Please write out the listing below again in its exact form.
········
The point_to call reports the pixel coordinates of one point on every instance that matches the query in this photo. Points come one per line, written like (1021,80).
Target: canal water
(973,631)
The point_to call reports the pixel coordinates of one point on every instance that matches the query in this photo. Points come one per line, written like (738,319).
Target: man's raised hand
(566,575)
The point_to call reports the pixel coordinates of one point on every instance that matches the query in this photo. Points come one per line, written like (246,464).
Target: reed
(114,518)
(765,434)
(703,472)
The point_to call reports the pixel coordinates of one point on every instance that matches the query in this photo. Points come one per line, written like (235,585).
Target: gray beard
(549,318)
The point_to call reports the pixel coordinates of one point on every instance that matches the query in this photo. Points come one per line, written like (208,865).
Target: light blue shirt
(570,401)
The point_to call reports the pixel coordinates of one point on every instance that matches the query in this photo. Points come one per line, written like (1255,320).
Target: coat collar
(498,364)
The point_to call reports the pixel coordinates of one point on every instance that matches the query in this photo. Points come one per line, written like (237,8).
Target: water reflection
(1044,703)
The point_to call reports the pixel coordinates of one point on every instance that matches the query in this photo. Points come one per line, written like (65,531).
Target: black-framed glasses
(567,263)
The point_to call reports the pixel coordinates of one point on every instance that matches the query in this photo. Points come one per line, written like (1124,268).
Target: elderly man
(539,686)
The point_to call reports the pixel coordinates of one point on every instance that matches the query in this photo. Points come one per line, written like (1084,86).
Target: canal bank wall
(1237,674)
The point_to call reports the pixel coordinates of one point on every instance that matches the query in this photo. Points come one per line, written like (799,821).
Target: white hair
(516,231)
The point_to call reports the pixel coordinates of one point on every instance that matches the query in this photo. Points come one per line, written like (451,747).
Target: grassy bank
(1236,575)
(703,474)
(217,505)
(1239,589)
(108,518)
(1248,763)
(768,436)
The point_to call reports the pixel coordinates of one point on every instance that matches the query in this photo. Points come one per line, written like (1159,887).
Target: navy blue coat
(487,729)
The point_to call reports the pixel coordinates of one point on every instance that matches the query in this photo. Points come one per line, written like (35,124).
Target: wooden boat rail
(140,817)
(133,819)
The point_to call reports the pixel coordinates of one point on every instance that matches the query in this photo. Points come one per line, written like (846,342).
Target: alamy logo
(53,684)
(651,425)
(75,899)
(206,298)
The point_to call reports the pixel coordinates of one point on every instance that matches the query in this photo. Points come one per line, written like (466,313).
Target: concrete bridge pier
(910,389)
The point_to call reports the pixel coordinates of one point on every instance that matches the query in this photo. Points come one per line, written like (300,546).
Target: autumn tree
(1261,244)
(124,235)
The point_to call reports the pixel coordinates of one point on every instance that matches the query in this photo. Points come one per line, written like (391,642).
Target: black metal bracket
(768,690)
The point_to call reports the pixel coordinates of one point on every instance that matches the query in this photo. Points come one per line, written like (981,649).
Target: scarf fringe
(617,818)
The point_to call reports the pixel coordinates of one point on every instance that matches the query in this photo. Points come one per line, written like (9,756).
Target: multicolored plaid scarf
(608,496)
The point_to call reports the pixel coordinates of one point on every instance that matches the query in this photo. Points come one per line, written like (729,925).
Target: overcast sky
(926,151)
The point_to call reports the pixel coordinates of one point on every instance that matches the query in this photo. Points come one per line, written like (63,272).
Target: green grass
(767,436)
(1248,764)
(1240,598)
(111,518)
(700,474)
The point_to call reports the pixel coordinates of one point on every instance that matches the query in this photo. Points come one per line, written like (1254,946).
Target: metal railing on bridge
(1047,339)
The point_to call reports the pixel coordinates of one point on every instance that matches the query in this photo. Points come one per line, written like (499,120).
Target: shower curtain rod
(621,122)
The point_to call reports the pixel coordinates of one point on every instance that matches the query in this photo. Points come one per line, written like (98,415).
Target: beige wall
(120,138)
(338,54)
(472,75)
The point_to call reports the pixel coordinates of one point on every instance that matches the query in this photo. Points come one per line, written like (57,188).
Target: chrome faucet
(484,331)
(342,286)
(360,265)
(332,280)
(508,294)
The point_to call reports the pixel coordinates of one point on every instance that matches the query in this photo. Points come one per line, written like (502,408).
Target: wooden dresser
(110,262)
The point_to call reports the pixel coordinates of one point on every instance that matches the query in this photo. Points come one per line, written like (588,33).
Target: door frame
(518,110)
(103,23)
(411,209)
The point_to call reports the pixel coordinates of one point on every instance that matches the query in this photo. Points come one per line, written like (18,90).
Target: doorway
········
SOLVED PROBLEM:
The point_to call reports the pixel coordinates of one point on every instance that matches the query in this photo. Points come one per line, written like (1021,80).
Target: canal water
(973,631)
The point_to call reports the pixel coordinates of one point on every instance that matches the query in this photo. Points come one per line, written like (738,319).
Target: man's raised hand
(566,575)
The point_to call reports the pixel coordinates of one point on every instance that matches the query in this photo. Points come one per line, written like (246,464).
Target: reed
(114,518)
(765,434)
(703,472)
The point_to call reports the pixel coordinates of one point on every instance that matches the query in this photo. Points come one per line, written like (235,585).
Target: gray beard
(549,318)
The point_to call reports the pixel coordinates of one point on every instance that matches the query in this photo. Points come one per line, written like (208,865).
Target: light blue shirt
(570,401)
The point_to call reports the pixel coordinates of one point on every instance that matches the query in this photo. Points come one per line, written like (1255,320).
Target: coat collar
(498,364)
The point_to call reports the pixel coordinates of one point on every instance that matches the query in this photo. Points come one per line, written like (237,8).
Target: water reflection
(1044,703)
The point_to call reports the pixel coordinates of one point on every instance that matches the query in this photo. Points come one per line, written like (65,531).
Target: black-framed glasses
(567,263)
The point_to call reports the pixel coordinates of one point on every instance that matches the query in this photo. Points come one per line, written like (1124,268).
Target: elderly man
(539,686)
The point_to call reports the pixel coordinates of one point on every instance that matches the query in this photo. Points come one per line, written like (1084,86).
Target: canal bank wall
(1237,674)
The point_to call reports the pixel coordinates of one point on every instance that matches the query in this photo. Points come one per line, written like (799,821).
Target: white hair
(516,231)
The point_to call reports the pixel coordinates of one point on every instance that matches the query in this photo. Points come one per line, written like (451,747).
Target: grassy bank
(1236,575)
(703,474)
(217,505)
(1239,589)
(108,518)
(1248,763)
(768,436)
The point_to call reports the pixel coordinates of one point on every instance that matches the query in this photo. Points come one per line, written like (1159,887).
Target: navy blue coat
(487,729)
The point_to call reports the pixel coordinates of one point on every instance that matches the query in this photo. Points come one per line, written like (35,124).
Target: wooden boat rail
(140,817)
(133,819)
The point_to call reports the pixel coordinates of one point on every instance that matches the query in this photo. Points come one per line, written like (846,342).
Target: alamy logo
(53,684)
(651,425)
(75,899)
(206,298)
The point_to call reports the pixel coordinates of one point on every instance that matches the query in this photo. Points come one per line, written like (466,313).
Target: concrete bridge pier
(910,389)
The point_to call reports the pixel coordinates of one point on every instance that matches the query in this photo. Points come one per line, written like (300,546).
Target: autumn tree
(1261,244)
(124,235)
The point_to call reports the pixel coordinates of one point on every instance that matches the query in this photo. Points come one per line, written like (391,642).
Target: black metal bracket
(768,690)
The point_to call reports the pixel coordinates of one point on every instance that matches the query in this photo. Points come one per line, written like (981,649).
Target: scarf fringe
(617,818)
The point_to call reports the pixel coordinates of one point on every instance that matches the query in this photo. Points come one per line, written like (9,756).
Target: multicolored plaid scarf
(608,496)
The point_to call reports the pixel coordinates of one point on every instance that matches the query in this photo. Points come one per line, written like (729,925).
Target: overcast sky
(926,151)
The point_to call reports the pixel coordinates of one point on every instance that matches the query in this photo. Points come one per line, written like (63,272).
Target: green grass
(767,436)
(1248,764)
(1240,598)
(111,518)
(700,474)
The point_to call reports the pixel coordinates of one point on every instance that matches the query in this photo. Points come one per line, written like (1254,946).
Target: metal railing on bridge
(1047,339)
The point_to call reports the pixel coordinates of one point on every instance that matches the query in this photo. Points come one per line, written like (499,120).
Target: shower curtain rod
(621,122)
The point_to call reports the pixel coordinates of one point on every instance that matches the query in this photo. Points come one per line, written like (98,415).
Target: beige wall
(120,138)
(338,54)
(472,75)
The point_to call reports the pixel coordinates of one point on every instance that matches the query in this photo. Points come one per line, written like (57,188).
Target: chrome faucet
(484,331)
(342,286)
(360,265)
(332,280)
(508,294)
The point_to call reports the pixel coordinates of one point on every instance that matches the query in this photo. Points come one per line, written like (502,408).
Target: wooden dresser
(110,262)
The point_to call reports the pixel coordinates of one point on every instance that matches the query in this photo. Points come one per line, written like (588,33).
Target: door frame
(518,110)
(103,23)
(411,209)
The point_to call reports the pixel coordinates of one point on every instance that matches the query in this photo. Points come one per line, written like (18,90).
Target: doorway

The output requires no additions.